#### Data provided
-- Opening Marker --

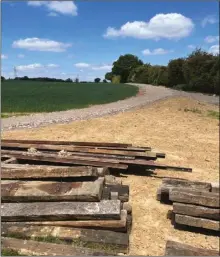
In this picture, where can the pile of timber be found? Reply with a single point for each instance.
(195, 204)
(112, 155)
(178, 249)
(63, 210)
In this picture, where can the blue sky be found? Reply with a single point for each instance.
(65, 39)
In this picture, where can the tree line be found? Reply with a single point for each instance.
(198, 72)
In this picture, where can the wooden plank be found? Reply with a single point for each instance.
(186, 183)
(113, 225)
(30, 247)
(98, 162)
(54, 142)
(70, 148)
(196, 211)
(178, 249)
(122, 190)
(197, 222)
(203, 198)
(20, 171)
(44, 211)
(27, 191)
(119, 241)
(164, 191)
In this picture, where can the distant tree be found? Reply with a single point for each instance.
(97, 80)
(124, 65)
(108, 76)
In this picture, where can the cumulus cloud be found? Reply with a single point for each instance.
(210, 19)
(38, 44)
(169, 26)
(214, 49)
(52, 14)
(82, 65)
(34, 66)
(93, 67)
(61, 7)
(102, 67)
(211, 39)
(21, 56)
(3, 56)
(157, 51)
(191, 46)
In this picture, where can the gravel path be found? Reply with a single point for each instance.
(148, 94)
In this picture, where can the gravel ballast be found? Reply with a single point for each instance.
(149, 94)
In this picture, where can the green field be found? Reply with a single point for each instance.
(36, 96)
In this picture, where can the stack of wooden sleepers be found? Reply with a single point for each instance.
(195, 204)
(55, 208)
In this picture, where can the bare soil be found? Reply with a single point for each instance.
(182, 129)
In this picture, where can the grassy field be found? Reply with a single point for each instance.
(34, 96)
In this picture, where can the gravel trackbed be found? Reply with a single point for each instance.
(147, 94)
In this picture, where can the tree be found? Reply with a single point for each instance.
(97, 80)
(124, 65)
(108, 76)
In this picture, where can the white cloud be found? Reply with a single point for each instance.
(169, 26)
(3, 56)
(82, 65)
(210, 19)
(29, 67)
(102, 67)
(38, 44)
(211, 39)
(21, 56)
(61, 7)
(35, 66)
(214, 49)
(51, 65)
(52, 14)
(157, 51)
(191, 46)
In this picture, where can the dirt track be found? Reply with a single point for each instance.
(189, 139)
(148, 94)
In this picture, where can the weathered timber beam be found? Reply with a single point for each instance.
(122, 190)
(31, 247)
(163, 191)
(43, 211)
(65, 143)
(33, 191)
(178, 249)
(70, 148)
(111, 224)
(76, 237)
(54, 158)
(187, 183)
(203, 198)
(196, 211)
(197, 222)
(20, 171)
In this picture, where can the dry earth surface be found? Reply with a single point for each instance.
(188, 138)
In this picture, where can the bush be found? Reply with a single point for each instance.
(175, 72)
(116, 79)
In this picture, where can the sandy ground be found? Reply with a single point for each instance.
(189, 139)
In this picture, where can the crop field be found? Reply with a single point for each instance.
(35, 96)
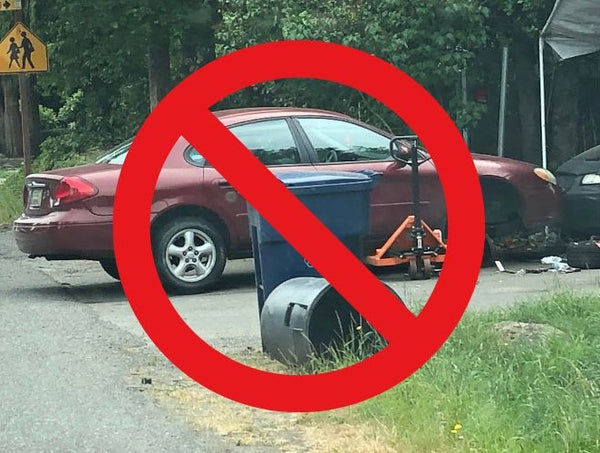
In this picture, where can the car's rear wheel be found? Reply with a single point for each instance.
(190, 254)
(110, 267)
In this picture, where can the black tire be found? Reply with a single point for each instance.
(110, 267)
(583, 255)
(184, 239)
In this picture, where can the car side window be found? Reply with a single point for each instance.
(270, 141)
(341, 141)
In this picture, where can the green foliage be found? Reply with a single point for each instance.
(506, 396)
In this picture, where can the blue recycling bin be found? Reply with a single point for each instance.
(340, 200)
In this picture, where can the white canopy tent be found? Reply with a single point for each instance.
(573, 29)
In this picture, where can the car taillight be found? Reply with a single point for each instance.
(71, 189)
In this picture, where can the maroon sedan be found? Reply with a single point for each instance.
(199, 220)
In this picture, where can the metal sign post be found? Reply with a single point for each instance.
(22, 52)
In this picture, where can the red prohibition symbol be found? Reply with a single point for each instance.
(185, 113)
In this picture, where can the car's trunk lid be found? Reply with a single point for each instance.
(584, 164)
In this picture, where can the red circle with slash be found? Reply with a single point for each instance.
(185, 113)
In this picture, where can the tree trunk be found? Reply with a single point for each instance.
(564, 115)
(34, 117)
(2, 138)
(12, 117)
(159, 67)
(198, 39)
(529, 103)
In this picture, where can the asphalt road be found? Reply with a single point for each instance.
(66, 381)
(70, 343)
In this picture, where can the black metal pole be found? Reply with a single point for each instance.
(415, 184)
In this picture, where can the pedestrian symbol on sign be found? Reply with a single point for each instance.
(22, 51)
(10, 5)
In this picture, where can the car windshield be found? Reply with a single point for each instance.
(116, 155)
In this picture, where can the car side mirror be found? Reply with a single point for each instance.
(401, 149)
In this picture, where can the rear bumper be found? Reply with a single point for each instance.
(62, 235)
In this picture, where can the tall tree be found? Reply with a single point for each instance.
(12, 117)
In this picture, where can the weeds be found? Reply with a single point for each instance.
(481, 393)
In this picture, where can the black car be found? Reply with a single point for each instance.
(580, 179)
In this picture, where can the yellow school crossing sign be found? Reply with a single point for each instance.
(22, 51)
(10, 5)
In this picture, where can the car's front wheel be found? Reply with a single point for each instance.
(190, 254)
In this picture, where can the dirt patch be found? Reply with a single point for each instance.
(530, 334)
(257, 429)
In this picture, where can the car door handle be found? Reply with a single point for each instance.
(224, 184)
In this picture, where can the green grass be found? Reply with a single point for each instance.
(507, 396)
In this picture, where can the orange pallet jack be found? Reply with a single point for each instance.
(414, 242)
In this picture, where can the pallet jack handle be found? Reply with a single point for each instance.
(410, 155)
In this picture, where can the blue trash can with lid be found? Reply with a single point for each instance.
(340, 200)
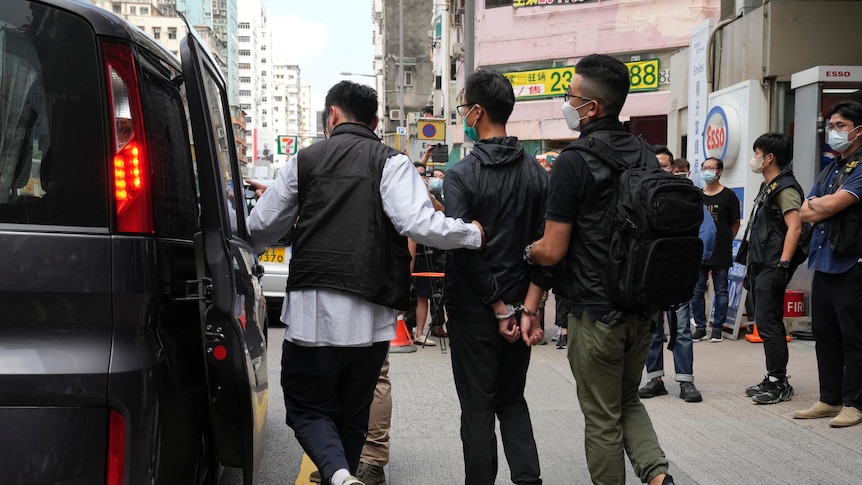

-- Closing Marker --

#### Directions
Transcribe exactly the span of lines from the line holding "In this picture, where can the blue trash" through the last line above, both included. Pictures stay out.

#### Answer area
In this picture, where can the blue trash can with lid be found? Reply with a single point for each instance.
(340, 200)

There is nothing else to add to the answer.